### [Problem statement]
Collect all lines containing the word "serving" from the data.
::::
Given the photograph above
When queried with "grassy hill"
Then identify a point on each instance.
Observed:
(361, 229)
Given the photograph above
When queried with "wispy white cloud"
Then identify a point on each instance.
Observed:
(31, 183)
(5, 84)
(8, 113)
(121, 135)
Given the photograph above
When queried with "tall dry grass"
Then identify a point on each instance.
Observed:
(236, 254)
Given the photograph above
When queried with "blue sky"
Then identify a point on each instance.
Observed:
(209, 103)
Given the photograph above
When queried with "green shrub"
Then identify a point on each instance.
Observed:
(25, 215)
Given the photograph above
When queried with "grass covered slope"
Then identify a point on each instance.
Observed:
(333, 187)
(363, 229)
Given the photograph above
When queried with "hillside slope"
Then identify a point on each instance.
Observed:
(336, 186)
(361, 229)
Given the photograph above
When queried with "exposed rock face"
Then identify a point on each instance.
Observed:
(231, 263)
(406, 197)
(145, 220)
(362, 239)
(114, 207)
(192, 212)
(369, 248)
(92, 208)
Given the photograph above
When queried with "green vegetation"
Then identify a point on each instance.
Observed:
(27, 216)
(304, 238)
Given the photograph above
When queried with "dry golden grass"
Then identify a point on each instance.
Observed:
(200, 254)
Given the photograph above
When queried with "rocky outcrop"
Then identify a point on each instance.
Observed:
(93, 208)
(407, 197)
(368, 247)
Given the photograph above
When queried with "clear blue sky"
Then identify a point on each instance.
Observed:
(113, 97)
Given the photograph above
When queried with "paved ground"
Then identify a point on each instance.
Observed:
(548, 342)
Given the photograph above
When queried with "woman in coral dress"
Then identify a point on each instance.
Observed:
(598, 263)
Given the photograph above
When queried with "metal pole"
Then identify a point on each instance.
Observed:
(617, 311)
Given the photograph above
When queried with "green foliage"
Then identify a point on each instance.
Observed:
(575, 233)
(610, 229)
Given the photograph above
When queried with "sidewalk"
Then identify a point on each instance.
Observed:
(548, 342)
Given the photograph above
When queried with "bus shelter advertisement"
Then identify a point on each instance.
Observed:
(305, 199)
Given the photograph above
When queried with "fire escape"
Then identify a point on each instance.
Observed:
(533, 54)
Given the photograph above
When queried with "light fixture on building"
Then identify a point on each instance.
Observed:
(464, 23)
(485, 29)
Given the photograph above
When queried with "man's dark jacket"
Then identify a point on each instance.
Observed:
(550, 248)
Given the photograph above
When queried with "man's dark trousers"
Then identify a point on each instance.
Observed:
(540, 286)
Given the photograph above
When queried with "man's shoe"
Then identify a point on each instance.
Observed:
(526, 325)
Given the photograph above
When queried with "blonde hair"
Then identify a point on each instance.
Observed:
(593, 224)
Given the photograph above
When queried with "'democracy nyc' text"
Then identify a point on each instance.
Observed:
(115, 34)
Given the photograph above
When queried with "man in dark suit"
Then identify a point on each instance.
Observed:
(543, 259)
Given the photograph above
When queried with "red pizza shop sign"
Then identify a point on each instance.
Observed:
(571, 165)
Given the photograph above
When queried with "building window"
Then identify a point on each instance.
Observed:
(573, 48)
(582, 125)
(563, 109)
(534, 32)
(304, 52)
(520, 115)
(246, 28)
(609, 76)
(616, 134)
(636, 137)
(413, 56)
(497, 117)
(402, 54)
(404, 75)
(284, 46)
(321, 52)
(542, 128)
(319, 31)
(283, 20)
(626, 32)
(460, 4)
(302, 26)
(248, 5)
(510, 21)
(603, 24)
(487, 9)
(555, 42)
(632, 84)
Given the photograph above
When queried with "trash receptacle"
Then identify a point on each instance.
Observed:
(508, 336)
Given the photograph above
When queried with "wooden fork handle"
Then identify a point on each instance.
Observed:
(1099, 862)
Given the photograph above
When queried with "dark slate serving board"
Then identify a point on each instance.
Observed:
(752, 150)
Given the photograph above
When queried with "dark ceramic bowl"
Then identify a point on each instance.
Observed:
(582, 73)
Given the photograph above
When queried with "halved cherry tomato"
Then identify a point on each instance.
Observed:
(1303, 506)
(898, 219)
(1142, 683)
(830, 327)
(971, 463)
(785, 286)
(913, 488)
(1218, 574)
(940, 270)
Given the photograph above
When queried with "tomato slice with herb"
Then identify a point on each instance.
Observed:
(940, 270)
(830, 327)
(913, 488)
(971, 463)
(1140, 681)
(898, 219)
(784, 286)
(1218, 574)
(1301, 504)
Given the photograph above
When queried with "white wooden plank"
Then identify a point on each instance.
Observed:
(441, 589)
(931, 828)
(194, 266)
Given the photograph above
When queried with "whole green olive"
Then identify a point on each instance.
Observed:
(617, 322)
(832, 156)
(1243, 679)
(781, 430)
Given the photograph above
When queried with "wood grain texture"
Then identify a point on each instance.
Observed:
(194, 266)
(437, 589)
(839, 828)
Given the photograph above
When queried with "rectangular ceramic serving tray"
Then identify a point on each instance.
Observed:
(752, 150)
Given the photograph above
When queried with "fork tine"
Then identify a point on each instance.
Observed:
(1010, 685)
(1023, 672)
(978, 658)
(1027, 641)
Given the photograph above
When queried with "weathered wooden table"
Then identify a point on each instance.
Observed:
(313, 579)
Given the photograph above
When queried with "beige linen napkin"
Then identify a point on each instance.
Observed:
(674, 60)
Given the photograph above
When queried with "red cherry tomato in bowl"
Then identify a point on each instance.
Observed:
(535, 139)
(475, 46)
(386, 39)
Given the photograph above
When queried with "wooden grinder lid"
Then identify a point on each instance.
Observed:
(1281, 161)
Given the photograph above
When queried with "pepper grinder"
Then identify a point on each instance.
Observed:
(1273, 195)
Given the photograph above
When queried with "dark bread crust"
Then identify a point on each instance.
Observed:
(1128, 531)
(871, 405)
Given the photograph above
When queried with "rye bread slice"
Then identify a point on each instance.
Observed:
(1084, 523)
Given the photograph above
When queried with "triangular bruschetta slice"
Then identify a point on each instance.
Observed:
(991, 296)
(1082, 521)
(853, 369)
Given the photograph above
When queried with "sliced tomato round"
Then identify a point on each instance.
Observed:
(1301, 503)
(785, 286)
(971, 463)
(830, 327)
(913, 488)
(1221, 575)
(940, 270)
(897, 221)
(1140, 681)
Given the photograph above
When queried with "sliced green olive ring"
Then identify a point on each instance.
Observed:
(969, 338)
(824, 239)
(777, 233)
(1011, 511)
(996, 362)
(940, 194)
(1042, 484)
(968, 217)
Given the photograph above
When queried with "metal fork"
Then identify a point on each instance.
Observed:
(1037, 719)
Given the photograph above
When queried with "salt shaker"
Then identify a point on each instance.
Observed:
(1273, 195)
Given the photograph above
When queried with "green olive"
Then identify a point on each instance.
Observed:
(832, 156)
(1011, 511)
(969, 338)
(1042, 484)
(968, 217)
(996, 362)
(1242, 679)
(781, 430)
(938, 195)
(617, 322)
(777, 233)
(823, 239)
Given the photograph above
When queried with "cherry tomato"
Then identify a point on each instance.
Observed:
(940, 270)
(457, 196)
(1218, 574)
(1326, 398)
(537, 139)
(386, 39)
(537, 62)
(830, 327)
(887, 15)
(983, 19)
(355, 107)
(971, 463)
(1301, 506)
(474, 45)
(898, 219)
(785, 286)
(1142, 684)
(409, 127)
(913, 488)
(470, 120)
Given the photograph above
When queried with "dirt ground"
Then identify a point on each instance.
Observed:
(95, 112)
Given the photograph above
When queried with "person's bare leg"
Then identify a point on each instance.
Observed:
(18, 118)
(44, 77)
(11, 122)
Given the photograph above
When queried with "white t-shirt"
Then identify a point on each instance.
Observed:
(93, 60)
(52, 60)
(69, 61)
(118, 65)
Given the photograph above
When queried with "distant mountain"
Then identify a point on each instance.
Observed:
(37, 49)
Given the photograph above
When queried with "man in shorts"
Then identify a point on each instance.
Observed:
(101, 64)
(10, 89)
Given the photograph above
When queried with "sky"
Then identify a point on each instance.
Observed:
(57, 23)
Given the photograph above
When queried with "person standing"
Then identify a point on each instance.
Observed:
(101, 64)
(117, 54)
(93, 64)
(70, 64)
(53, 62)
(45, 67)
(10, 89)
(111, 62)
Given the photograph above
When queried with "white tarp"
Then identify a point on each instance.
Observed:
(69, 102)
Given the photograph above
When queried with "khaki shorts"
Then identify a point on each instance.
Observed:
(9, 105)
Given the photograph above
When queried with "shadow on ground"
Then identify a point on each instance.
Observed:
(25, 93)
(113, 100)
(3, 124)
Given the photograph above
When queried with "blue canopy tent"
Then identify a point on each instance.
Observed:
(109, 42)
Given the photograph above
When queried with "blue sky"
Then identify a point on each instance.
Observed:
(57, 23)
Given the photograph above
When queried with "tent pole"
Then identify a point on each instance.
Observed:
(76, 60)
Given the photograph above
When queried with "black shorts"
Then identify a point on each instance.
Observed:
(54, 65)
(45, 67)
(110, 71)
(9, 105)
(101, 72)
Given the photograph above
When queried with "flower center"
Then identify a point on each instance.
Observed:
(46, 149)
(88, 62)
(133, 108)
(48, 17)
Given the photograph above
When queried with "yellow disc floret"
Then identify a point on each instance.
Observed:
::::
### [Solution for this exercise]
When queried with "dark slate serving board"
When queried with "rectangular ceramic serving tray"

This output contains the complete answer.